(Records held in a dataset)
***

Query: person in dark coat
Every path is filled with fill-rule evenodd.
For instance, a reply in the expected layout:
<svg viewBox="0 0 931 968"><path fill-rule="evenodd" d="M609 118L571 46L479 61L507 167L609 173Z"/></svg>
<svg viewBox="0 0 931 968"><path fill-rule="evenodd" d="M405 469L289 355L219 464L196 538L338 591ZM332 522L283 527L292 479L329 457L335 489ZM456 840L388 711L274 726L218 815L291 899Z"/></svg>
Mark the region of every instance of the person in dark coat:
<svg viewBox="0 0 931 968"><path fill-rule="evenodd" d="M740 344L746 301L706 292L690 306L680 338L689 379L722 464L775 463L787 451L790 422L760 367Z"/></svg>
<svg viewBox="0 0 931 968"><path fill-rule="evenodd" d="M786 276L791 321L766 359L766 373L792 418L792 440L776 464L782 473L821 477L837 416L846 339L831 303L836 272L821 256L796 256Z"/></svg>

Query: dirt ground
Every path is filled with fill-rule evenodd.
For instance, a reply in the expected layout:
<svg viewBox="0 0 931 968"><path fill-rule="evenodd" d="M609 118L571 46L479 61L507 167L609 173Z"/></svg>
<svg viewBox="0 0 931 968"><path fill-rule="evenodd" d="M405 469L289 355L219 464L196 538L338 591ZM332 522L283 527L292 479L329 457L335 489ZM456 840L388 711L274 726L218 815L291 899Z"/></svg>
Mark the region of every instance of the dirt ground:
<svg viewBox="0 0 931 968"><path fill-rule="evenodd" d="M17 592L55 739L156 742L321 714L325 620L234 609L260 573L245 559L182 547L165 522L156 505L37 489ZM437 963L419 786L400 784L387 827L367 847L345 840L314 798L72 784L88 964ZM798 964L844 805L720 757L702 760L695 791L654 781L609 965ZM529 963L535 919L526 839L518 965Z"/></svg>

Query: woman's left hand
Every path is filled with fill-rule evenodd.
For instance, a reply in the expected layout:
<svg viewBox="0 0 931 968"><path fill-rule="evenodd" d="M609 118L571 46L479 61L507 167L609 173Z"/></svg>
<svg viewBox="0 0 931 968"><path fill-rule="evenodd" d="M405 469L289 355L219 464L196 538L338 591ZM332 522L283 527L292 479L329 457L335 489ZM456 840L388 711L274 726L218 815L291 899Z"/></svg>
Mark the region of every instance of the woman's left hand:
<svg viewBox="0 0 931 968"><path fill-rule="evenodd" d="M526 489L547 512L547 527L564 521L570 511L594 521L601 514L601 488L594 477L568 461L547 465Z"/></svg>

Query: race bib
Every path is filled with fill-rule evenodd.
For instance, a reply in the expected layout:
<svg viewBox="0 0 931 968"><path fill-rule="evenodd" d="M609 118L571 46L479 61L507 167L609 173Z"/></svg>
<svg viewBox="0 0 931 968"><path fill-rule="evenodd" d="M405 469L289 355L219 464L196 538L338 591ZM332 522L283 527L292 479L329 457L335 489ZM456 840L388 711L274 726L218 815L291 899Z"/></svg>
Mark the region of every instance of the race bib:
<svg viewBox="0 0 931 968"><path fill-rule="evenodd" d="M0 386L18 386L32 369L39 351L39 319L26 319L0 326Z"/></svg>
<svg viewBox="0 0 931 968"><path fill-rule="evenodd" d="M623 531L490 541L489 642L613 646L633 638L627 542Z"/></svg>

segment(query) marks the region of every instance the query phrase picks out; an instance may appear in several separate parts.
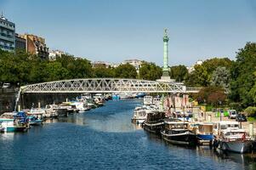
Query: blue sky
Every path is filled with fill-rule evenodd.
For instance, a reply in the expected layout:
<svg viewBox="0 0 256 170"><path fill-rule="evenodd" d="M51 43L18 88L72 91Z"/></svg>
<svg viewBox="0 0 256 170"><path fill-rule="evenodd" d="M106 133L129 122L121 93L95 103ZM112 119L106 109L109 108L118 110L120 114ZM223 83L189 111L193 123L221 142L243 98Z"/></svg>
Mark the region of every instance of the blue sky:
<svg viewBox="0 0 256 170"><path fill-rule="evenodd" d="M169 65L229 57L256 38L253 0L0 0L18 33L45 37L52 49L113 63L139 59Z"/></svg>

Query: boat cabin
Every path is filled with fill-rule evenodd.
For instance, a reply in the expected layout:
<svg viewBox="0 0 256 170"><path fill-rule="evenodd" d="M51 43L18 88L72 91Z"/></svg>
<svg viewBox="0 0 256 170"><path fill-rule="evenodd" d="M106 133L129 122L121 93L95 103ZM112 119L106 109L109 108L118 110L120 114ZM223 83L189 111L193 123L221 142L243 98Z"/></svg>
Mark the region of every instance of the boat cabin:
<svg viewBox="0 0 256 170"><path fill-rule="evenodd" d="M145 105L150 105L153 104L153 97L152 96L144 96L143 104Z"/></svg>
<svg viewBox="0 0 256 170"><path fill-rule="evenodd" d="M179 120L174 119L174 120L166 120L164 122L164 128L165 129L174 129L174 128L184 128L188 129L189 122L183 122Z"/></svg>
<svg viewBox="0 0 256 170"><path fill-rule="evenodd" d="M238 129L239 122L230 122L230 121L222 121L222 122L213 122L213 133L216 135L219 135L222 131L229 128Z"/></svg>
<svg viewBox="0 0 256 170"><path fill-rule="evenodd" d="M213 123L200 123L198 124L198 132L200 134L213 134Z"/></svg>
<svg viewBox="0 0 256 170"><path fill-rule="evenodd" d="M165 118L165 112L162 111L150 111L147 113L146 122L155 122L163 120Z"/></svg>

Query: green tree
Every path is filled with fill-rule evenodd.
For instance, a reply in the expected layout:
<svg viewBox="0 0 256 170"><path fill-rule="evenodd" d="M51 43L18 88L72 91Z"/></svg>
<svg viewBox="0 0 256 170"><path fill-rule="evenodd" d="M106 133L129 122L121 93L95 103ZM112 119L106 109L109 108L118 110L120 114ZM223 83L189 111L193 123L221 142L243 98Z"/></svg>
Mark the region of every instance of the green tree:
<svg viewBox="0 0 256 170"><path fill-rule="evenodd" d="M136 78L136 69L130 64L120 65L115 69L115 76L118 78Z"/></svg>
<svg viewBox="0 0 256 170"><path fill-rule="evenodd" d="M255 85L256 43L247 42L238 50L236 60L230 70L230 99L242 102L242 107L253 105L253 86ZM253 90L252 90L253 88Z"/></svg>
<svg viewBox="0 0 256 170"><path fill-rule="evenodd" d="M115 71L113 68L106 68L104 65L97 66L93 69L96 77L114 77Z"/></svg>
<svg viewBox="0 0 256 170"><path fill-rule="evenodd" d="M210 76L207 71L207 69L200 65L195 65L195 71L193 71L185 82L188 86L193 87L207 87L209 85Z"/></svg>
<svg viewBox="0 0 256 170"><path fill-rule="evenodd" d="M139 78L155 81L162 76L162 69L155 63L143 62L139 68Z"/></svg>
<svg viewBox="0 0 256 170"><path fill-rule="evenodd" d="M232 61L228 58L213 58L196 65L194 71L188 76L185 83L195 87L207 87L211 84L213 71L217 67L225 67L230 71Z"/></svg>
<svg viewBox="0 0 256 170"><path fill-rule="evenodd" d="M194 94L194 99L199 103L207 103L211 105L218 105L219 102L222 104L226 99L225 90L219 87L206 87L202 88L198 94Z"/></svg>
<svg viewBox="0 0 256 170"><path fill-rule="evenodd" d="M170 76L176 82L183 82L188 76L188 70L185 65L179 65L170 68Z"/></svg>
<svg viewBox="0 0 256 170"><path fill-rule="evenodd" d="M230 71L225 67L217 67L213 72L211 85L227 89L230 84Z"/></svg>
<svg viewBox="0 0 256 170"><path fill-rule="evenodd" d="M47 77L46 81L56 81L66 79L68 71L58 61L49 62L46 65Z"/></svg>

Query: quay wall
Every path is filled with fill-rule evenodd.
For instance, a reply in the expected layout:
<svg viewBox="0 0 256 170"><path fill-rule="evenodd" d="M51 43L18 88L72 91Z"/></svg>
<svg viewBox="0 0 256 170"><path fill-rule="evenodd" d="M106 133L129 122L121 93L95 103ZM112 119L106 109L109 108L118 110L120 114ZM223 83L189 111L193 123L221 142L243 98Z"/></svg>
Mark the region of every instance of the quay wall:
<svg viewBox="0 0 256 170"><path fill-rule="evenodd" d="M15 94L19 89L0 88L0 115L7 111L13 111L15 105Z"/></svg>
<svg viewBox="0 0 256 170"><path fill-rule="evenodd" d="M20 104L22 109L37 108L40 102L41 107L46 105L60 104L68 99L76 99L80 94L23 94Z"/></svg>
<svg viewBox="0 0 256 170"><path fill-rule="evenodd" d="M14 110L16 94L19 88L0 88L0 115ZM60 104L68 99L76 99L80 94L23 94L20 95L18 105L21 109L31 109L38 107L40 102L41 107L46 105Z"/></svg>

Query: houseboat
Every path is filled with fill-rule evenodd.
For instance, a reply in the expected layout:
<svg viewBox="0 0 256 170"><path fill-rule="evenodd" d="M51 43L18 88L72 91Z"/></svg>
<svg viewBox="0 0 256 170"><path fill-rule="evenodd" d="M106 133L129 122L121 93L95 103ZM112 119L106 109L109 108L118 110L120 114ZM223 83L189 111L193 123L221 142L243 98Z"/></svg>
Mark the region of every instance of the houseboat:
<svg viewBox="0 0 256 170"><path fill-rule="evenodd" d="M38 126L43 124L43 121L41 119L37 118L34 116L29 116L26 117L29 125Z"/></svg>
<svg viewBox="0 0 256 170"><path fill-rule="evenodd" d="M144 96L143 98L143 105L151 105L153 104L153 97L152 96Z"/></svg>
<svg viewBox="0 0 256 170"><path fill-rule="evenodd" d="M166 119L161 135L164 140L174 144L196 146L197 144L196 133L189 130L189 122L179 119Z"/></svg>
<svg viewBox="0 0 256 170"><path fill-rule="evenodd" d="M250 152L254 139L248 137L244 129L227 128L221 132L219 147L223 150L236 153Z"/></svg>
<svg viewBox="0 0 256 170"><path fill-rule="evenodd" d="M212 145L213 140L213 124L210 122L191 123L191 129L196 134L199 144Z"/></svg>
<svg viewBox="0 0 256 170"><path fill-rule="evenodd" d="M228 128L239 128L238 122L231 122L231 121L220 121L220 122L213 122L213 135L219 136L221 132L226 130Z"/></svg>
<svg viewBox="0 0 256 170"><path fill-rule="evenodd" d="M152 110L147 113L146 119L141 126L145 131L160 135L160 132L164 126L164 112Z"/></svg>
<svg viewBox="0 0 256 170"><path fill-rule="evenodd" d="M26 113L6 112L0 116L1 132L24 132L26 130Z"/></svg>
<svg viewBox="0 0 256 170"><path fill-rule="evenodd" d="M149 110L146 107L144 106L135 107L134 111L134 116L132 118L132 122L136 124L142 123L146 119L147 112L151 110Z"/></svg>

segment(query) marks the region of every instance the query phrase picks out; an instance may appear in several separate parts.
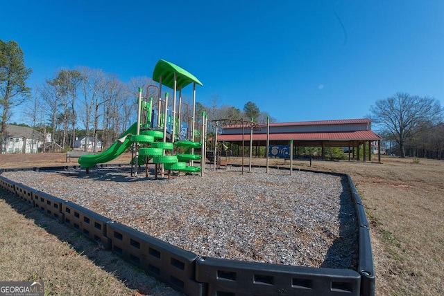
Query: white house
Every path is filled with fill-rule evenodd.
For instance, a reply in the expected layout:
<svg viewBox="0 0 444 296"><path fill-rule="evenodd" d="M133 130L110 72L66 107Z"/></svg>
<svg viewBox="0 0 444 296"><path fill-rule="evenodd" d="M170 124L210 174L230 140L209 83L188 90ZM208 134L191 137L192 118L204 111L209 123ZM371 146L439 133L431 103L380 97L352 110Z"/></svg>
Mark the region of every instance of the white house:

***

Your goal: Express the lines of the listing above as a Markdown table with the columns Row and Line, starting with the line that contains "Query: race bib" and going on through the line that contains "65L229 57L256 38L253". Leave out blank lines and the pictures.

Answer to this exercise:
| Row | Line |
|---|---|
| 1 | Query: race bib |
| 2 | Every path is filled with fill-rule evenodd. |
| 3 | For instance, a reply in the expected layout: |
| 4 | <svg viewBox="0 0 931 968"><path fill-rule="evenodd" d="M609 118L571 46L479 61L507 167L609 173Z"/></svg> |
| 5 | <svg viewBox="0 0 931 968"><path fill-rule="evenodd" d="M405 469L289 355L219 464L196 538L338 591ZM332 522L283 527L292 479L329 457L335 489ZM456 840L388 711L274 726L218 815L291 899Z"/></svg> |
| 6 | Mark the region of every instance of the race bib: |
| 7 | <svg viewBox="0 0 931 968"><path fill-rule="evenodd" d="M0 386L18 386L32 369L39 351L39 319L26 319L0 326Z"/></svg> |
| 8 | <svg viewBox="0 0 931 968"><path fill-rule="evenodd" d="M623 531L490 541L489 642L613 646L633 638L627 542Z"/></svg> |
| 9 | segment(query) marks the region of every instance the query phrase picks out; an instance may appear in several separate parts. |
| 10 | Query: blue sky |
| 11 | Every path is filled with fill-rule evenodd. |
| 12 | For instance, a reply in the expected layout: |
| 13 | <svg viewBox="0 0 256 170"><path fill-rule="evenodd" d="M51 43L18 88L72 91Z"/></svg> |
| 14 | <svg viewBox="0 0 256 170"><path fill-rule="evenodd" d="M106 133L129 122L121 93L95 103ZM112 119L106 109L109 108L118 110L120 114ZM223 83L189 111L193 123L221 142L243 98Z"/></svg> |
| 15 | Mark the region of every instance of the blue sky: |
| 16 | <svg viewBox="0 0 256 170"><path fill-rule="evenodd" d="M169 65L229 57L256 38L253 0L0 0L18 33L45 37L52 49L113 63L139 59Z"/></svg> |